Task brief >> Render the records as a two-column CSV with the columns instruction and box, one row per request, starting at the line that contains "Isolate the gray wall from the image above." and ending at the line that contains "xmin=0 ymin=29 xmax=137 ymax=355". Put each request's text and its answer in their own quoted fields, with line breaks replaced by spaces.

Data for this task >>

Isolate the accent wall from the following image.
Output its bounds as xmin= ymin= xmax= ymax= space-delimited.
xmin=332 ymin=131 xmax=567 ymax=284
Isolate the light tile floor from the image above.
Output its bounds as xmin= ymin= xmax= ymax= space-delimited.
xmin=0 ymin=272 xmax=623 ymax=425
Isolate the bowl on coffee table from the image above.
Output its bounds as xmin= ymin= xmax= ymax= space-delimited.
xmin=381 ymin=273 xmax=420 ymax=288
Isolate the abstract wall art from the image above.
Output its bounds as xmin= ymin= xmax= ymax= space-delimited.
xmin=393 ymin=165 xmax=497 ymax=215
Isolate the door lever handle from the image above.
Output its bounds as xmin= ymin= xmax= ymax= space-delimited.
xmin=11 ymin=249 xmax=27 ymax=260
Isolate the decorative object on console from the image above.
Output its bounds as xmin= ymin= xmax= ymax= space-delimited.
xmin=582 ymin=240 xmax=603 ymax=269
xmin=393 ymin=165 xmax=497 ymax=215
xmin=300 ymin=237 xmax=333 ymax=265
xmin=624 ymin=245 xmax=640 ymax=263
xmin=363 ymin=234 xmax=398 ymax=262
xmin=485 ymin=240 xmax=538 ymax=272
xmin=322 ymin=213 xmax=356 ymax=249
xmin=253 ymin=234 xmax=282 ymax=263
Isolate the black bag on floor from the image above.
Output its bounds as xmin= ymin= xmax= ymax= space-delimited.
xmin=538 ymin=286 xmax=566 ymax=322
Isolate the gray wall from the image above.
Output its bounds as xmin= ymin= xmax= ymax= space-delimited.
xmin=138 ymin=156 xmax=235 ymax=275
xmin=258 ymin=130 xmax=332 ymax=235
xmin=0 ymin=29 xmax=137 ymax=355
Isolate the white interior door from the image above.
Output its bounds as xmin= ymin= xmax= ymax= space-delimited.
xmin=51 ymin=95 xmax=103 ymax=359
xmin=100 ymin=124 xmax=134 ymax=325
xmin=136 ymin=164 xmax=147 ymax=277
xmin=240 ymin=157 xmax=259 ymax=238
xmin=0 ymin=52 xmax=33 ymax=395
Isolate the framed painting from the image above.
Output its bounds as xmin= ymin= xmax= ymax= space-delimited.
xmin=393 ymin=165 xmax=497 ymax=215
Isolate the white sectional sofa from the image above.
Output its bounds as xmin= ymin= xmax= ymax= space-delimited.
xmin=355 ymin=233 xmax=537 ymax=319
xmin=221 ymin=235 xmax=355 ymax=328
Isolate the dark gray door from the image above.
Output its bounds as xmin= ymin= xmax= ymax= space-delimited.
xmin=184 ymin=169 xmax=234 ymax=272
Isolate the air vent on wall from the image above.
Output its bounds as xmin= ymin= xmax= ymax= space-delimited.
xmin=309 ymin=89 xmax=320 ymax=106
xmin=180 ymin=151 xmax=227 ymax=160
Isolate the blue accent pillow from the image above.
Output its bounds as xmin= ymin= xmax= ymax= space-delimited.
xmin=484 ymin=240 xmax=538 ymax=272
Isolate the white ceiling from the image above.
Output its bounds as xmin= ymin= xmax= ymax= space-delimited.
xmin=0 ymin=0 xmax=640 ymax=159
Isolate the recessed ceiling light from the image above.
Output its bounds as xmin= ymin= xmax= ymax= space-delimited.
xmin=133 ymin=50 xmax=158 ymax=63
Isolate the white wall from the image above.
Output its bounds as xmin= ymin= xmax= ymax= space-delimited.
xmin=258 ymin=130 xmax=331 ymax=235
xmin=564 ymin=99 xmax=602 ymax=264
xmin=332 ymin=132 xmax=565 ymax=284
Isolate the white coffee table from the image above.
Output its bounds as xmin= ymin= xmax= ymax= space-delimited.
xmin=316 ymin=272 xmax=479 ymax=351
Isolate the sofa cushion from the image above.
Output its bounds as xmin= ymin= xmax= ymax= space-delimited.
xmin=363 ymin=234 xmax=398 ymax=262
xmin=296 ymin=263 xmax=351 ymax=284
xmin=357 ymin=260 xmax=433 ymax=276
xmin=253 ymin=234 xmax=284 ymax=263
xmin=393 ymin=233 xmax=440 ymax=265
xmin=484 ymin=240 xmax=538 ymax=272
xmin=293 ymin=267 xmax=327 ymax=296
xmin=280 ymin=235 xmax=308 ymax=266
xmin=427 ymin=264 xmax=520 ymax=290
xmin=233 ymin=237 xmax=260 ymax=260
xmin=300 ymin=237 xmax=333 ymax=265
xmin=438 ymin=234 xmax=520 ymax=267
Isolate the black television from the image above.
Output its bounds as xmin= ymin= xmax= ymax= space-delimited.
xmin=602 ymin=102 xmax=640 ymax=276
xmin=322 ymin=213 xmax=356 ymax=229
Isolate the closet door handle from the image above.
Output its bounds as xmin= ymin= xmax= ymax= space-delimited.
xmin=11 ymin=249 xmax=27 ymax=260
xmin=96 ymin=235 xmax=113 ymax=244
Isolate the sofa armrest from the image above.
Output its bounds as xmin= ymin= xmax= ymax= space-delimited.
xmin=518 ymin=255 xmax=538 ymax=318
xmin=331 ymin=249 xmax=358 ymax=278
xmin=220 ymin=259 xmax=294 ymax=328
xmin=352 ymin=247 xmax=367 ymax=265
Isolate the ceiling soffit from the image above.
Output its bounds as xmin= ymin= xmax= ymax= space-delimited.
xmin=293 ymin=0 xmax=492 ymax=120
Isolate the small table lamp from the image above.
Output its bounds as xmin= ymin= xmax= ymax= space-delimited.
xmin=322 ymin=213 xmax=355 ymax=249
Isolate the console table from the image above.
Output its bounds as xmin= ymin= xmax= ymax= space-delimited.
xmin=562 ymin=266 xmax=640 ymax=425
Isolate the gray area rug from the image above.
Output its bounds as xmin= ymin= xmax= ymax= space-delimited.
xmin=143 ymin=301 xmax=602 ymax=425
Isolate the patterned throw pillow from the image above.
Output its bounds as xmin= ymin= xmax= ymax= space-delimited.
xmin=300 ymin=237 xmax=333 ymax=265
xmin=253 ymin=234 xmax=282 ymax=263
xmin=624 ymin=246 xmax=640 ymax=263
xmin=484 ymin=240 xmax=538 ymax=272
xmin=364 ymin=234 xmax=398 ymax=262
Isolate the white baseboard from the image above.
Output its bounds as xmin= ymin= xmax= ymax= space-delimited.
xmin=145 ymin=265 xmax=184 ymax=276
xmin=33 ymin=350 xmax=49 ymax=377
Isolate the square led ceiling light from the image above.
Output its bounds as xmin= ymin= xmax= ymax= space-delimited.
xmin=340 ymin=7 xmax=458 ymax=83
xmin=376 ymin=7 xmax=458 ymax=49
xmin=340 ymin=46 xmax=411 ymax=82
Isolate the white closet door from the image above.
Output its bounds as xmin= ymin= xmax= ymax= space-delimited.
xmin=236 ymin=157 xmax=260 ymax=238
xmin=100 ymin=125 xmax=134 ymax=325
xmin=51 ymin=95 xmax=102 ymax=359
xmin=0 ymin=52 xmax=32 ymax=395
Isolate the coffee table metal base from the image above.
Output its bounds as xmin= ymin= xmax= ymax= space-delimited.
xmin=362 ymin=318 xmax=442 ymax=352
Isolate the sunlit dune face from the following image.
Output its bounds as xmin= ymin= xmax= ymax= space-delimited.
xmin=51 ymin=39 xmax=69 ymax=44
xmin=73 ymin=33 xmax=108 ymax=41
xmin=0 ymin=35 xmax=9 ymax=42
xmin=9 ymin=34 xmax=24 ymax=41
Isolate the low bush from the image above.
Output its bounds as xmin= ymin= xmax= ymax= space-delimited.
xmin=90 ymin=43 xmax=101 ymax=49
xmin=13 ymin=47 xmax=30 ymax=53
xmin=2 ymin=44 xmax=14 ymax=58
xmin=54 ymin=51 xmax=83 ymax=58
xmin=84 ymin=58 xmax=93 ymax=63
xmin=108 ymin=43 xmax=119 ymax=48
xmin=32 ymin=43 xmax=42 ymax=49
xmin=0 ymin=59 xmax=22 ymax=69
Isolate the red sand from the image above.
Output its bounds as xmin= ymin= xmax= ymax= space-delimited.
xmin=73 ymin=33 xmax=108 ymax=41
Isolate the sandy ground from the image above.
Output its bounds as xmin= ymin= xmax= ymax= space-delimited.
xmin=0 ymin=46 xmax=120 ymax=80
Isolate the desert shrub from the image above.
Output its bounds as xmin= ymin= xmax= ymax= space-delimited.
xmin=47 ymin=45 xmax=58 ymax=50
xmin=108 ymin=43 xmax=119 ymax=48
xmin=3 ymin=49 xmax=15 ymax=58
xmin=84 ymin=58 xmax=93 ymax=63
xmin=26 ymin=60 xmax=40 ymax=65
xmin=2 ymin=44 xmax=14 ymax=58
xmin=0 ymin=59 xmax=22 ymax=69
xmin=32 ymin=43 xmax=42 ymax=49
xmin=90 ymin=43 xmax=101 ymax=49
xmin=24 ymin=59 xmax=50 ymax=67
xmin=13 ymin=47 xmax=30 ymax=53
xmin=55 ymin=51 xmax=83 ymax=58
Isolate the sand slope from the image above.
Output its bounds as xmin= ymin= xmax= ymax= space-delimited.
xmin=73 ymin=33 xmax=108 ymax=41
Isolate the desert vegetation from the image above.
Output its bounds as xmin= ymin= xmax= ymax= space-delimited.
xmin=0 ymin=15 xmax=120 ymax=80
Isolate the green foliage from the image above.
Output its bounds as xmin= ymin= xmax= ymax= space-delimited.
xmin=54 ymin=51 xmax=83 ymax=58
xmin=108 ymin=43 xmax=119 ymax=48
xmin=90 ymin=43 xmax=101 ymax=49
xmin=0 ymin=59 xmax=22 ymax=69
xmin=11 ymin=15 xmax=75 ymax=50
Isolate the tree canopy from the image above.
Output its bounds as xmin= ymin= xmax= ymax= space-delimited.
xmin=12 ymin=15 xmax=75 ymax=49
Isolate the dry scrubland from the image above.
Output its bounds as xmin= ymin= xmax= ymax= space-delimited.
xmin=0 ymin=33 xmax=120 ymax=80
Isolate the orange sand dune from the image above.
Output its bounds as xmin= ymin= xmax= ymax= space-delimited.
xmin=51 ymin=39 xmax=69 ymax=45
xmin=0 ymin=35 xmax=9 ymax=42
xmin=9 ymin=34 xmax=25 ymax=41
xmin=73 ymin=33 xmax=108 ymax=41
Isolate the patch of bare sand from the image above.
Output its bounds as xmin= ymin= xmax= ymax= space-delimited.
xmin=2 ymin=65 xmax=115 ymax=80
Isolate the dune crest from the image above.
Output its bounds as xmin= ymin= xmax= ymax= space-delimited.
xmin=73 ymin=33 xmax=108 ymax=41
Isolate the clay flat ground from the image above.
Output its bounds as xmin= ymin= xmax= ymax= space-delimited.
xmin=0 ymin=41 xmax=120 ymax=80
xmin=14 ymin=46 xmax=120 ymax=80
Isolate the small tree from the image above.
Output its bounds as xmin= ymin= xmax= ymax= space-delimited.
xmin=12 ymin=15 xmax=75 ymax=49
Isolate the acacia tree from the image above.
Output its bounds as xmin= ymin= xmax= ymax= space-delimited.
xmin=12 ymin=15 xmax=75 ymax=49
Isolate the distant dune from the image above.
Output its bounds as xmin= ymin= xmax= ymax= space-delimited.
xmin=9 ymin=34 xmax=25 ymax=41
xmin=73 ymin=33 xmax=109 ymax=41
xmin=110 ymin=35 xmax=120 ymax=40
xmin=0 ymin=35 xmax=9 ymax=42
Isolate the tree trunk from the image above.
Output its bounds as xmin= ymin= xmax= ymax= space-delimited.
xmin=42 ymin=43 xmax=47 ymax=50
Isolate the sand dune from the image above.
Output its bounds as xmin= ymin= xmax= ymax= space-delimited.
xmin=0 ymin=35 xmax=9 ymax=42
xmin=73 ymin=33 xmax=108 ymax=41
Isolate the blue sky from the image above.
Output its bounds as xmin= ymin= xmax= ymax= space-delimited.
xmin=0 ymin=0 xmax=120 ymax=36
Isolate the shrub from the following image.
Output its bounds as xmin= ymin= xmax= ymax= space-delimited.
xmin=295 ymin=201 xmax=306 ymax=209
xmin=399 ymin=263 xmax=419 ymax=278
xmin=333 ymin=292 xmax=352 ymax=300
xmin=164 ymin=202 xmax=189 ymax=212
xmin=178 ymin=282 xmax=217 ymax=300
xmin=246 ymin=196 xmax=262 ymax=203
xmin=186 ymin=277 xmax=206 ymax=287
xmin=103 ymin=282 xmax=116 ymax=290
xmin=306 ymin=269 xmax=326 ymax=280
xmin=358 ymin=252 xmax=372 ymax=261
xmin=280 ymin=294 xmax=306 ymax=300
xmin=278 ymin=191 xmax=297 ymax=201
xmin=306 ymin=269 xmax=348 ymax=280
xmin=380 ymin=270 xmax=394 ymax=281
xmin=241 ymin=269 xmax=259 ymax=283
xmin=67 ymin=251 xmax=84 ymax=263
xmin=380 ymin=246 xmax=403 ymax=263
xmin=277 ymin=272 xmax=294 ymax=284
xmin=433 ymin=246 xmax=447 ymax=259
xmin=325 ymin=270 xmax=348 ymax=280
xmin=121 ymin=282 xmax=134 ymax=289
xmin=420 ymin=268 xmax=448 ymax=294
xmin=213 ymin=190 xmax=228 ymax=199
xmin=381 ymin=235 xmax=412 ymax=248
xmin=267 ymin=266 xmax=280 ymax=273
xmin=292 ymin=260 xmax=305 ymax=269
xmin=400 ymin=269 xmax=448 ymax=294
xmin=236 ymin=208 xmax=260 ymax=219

Response for this exercise >>
instruction,box
"Isolate the gray wall from the image above. Output its bounds as xmin= ymin= xmax= ymax= space-delimited.","xmin=138 ymin=156 xmax=235 ymax=275 xmin=258 ymin=130 xmax=332 ymax=235 xmin=0 ymin=29 xmax=137 ymax=355"